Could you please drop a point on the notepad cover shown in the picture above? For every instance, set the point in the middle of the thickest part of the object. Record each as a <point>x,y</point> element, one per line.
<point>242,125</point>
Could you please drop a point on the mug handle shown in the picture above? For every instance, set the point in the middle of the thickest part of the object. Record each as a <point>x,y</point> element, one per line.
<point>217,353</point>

※ ※ ※

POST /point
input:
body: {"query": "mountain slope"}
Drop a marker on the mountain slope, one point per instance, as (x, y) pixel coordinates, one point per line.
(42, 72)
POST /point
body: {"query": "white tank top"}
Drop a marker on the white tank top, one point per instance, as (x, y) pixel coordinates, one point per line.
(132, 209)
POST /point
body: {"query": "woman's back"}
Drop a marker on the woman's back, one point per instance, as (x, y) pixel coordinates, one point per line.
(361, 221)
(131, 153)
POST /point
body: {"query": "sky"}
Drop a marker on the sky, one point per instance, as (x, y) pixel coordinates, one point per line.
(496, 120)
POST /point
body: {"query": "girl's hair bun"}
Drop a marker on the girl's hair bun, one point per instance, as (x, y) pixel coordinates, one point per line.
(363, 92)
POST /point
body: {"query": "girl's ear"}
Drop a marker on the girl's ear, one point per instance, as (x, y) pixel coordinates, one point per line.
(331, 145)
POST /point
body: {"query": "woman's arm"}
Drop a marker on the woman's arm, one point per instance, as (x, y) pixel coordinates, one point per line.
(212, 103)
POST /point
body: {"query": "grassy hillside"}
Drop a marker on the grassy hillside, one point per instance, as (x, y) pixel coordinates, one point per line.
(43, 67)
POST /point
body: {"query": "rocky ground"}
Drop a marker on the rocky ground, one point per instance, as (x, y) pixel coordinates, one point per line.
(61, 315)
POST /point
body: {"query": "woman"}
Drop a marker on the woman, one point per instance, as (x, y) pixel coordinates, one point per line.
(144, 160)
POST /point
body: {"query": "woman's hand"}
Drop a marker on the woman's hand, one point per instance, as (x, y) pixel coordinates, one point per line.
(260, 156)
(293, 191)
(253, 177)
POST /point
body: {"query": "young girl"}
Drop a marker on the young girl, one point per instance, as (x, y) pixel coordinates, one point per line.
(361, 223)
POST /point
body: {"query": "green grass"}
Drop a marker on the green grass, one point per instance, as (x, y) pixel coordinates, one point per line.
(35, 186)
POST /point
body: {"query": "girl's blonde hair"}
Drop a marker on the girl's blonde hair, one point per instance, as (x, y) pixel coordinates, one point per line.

※ ※ ※

• What you need to do
The output should be exactly the lines above from the line containing "Drop a marker on the woman's hand, one" to the line containing "Drop a marker on the girl's blonde", inclusive, with no other lines.

• Answer to this exercise
Drop a marker on the woman's hand, one point per instance, as (x, y) pixel coordinates, one point per line.
(260, 156)
(293, 191)
(253, 177)
POST /point
body: {"query": "young girl"}
Drop a marker on the young girl, one point per instance, as (x, y) pixel coordinates, one point per line.
(361, 223)
POST /point
body: {"query": "green grass"}
Drop a marker on the green grass, one point per instance, as (x, y) pixel coordinates, one point per line.
(35, 186)
POST /point
body: {"query": "girl's blonde hair"}
Drop a marker on the girl's blonde hair, one point per instance, as (x, y) pixel coordinates, one point per line.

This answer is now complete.